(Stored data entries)
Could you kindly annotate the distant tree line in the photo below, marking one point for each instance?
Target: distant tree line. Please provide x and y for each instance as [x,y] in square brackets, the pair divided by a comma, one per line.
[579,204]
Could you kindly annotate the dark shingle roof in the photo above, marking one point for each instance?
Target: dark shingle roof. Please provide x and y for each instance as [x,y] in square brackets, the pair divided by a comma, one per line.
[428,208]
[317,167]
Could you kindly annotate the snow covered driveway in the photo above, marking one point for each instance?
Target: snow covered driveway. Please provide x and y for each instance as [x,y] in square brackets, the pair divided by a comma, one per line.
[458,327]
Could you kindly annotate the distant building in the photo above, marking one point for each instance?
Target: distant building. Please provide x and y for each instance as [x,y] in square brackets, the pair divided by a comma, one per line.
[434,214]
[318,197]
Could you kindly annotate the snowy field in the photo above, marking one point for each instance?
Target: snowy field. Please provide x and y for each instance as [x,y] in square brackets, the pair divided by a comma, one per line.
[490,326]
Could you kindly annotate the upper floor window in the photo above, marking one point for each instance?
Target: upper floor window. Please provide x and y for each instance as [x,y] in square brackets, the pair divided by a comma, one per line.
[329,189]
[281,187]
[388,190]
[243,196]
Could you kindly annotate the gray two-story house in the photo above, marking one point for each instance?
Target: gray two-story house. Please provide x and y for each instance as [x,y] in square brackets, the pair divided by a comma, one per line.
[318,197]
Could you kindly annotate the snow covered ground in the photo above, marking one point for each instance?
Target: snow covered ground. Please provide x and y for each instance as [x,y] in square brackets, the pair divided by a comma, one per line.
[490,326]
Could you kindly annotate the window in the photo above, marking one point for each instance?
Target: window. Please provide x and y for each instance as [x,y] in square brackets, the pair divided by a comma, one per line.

Your instructions:
From the records above, transcribe without alteration every line from the one with "Target: snowy field." to the one with "Could you kindly annotate the upper", inclusive.

Response to this exercise:
Target: snowy field. Please provide x and y for each instance as [x,y] in square brackets, the pair divided by a comma, one per line.
[490,326]
Could you kindly annotate the upper floor window in the photo above, marking one point for each instance?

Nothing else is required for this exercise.